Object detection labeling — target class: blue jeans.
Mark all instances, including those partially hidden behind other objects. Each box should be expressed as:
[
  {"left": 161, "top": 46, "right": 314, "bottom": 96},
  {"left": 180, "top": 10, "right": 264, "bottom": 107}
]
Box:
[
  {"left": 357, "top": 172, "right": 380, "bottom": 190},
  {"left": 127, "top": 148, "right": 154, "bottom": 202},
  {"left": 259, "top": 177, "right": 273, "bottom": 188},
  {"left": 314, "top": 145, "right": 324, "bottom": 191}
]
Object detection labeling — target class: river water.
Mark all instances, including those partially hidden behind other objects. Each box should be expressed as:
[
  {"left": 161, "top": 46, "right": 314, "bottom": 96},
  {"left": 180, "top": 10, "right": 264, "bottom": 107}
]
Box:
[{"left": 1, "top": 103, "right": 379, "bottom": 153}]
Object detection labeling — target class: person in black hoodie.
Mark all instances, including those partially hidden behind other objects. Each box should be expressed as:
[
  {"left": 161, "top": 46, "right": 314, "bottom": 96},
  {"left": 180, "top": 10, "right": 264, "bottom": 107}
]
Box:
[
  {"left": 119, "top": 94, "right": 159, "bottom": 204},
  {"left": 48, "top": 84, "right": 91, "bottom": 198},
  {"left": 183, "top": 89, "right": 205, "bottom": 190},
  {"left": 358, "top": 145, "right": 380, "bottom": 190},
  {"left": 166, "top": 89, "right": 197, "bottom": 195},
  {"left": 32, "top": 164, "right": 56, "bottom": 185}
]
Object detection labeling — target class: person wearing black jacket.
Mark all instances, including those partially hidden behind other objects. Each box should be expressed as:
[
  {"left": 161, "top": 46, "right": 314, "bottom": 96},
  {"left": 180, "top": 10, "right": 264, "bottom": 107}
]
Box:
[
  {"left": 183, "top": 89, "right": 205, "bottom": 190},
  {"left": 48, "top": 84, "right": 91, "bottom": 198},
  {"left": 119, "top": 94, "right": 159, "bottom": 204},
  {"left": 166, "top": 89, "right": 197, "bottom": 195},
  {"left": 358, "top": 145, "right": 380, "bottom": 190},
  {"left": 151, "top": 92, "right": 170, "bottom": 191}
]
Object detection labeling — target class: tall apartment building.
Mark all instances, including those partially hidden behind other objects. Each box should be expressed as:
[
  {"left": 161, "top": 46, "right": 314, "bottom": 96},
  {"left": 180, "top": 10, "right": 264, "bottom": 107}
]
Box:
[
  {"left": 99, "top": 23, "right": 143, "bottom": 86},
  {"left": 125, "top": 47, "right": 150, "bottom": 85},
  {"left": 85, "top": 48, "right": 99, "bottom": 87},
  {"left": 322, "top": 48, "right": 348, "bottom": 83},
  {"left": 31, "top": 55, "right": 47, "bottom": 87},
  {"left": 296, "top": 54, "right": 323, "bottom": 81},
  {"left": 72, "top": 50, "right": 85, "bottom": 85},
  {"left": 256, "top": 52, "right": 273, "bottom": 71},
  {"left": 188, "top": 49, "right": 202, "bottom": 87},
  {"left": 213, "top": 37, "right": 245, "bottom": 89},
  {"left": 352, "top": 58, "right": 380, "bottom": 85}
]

* [Work request]: All of the data is to be transcribed exactly as written.

* [Answer to this problem]:
Object detection labeling — target class: blue jeans.
Mark all instances, including those partially hidden behind other objects. Each box should be expressed as:
[
  {"left": 161, "top": 46, "right": 314, "bottom": 96},
  {"left": 180, "top": 10, "right": 264, "bottom": 107}
]
Box:
[
  {"left": 357, "top": 172, "right": 380, "bottom": 190},
  {"left": 127, "top": 148, "right": 154, "bottom": 202},
  {"left": 259, "top": 177, "right": 273, "bottom": 188},
  {"left": 314, "top": 145, "right": 324, "bottom": 191}
]
Object detection labeling — target class: river water.
Mark all instances, including those partially hidden behind other objects. Each box should be expressed as:
[
  {"left": 161, "top": 46, "right": 314, "bottom": 96},
  {"left": 180, "top": 10, "right": 264, "bottom": 107}
]
Box:
[{"left": 1, "top": 103, "right": 379, "bottom": 153}]
Object detection labeling — target class: person in black hoodie.
Mark all instances, including those partially hidden behind other objects. Each box should be expressed as:
[
  {"left": 161, "top": 46, "right": 314, "bottom": 96},
  {"left": 180, "top": 10, "right": 264, "bottom": 107}
]
Box:
[
  {"left": 119, "top": 94, "right": 159, "bottom": 204},
  {"left": 48, "top": 84, "right": 91, "bottom": 198},
  {"left": 183, "top": 89, "right": 205, "bottom": 190},
  {"left": 358, "top": 145, "right": 380, "bottom": 190},
  {"left": 166, "top": 89, "right": 197, "bottom": 195},
  {"left": 32, "top": 164, "right": 56, "bottom": 185}
]
Object detection labeling — target class: person wearing black jacket.
Mark all instances, including those partially hidden behind other objects. Each box should be expressed as:
[
  {"left": 161, "top": 46, "right": 314, "bottom": 96},
  {"left": 180, "top": 10, "right": 264, "bottom": 107}
]
Box:
[
  {"left": 183, "top": 89, "right": 205, "bottom": 190},
  {"left": 48, "top": 84, "right": 91, "bottom": 198},
  {"left": 119, "top": 94, "right": 159, "bottom": 204},
  {"left": 166, "top": 89, "right": 197, "bottom": 195},
  {"left": 358, "top": 145, "right": 380, "bottom": 190},
  {"left": 151, "top": 92, "right": 170, "bottom": 191}
]
Object detection labeling — target class: tall apartment building.
Mark all instances, including those partially hidden behind other objects. Each box should be expressed as:
[
  {"left": 161, "top": 46, "right": 314, "bottom": 96},
  {"left": 180, "top": 10, "right": 264, "bottom": 107}
]
Box:
[
  {"left": 99, "top": 23, "right": 143, "bottom": 86},
  {"left": 125, "top": 47, "right": 150, "bottom": 85},
  {"left": 85, "top": 48, "right": 99, "bottom": 87},
  {"left": 322, "top": 48, "right": 348, "bottom": 83},
  {"left": 31, "top": 55, "right": 47, "bottom": 87},
  {"left": 296, "top": 54, "right": 323, "bottom": 81},
  {"left": 72, "top": 50, "right": 85, "bottom": 85},
  {"left": 256, "top": 52, "right": 273, "bottom": 71},
  {"left": 188, "top": 49, "right": 202, "bottom": 87},
  {"left": 213, "top": 37, "right": 245, "bottom": 89},
  {"left": 352, "top": 58, "right": 380, "bottom": 85}
]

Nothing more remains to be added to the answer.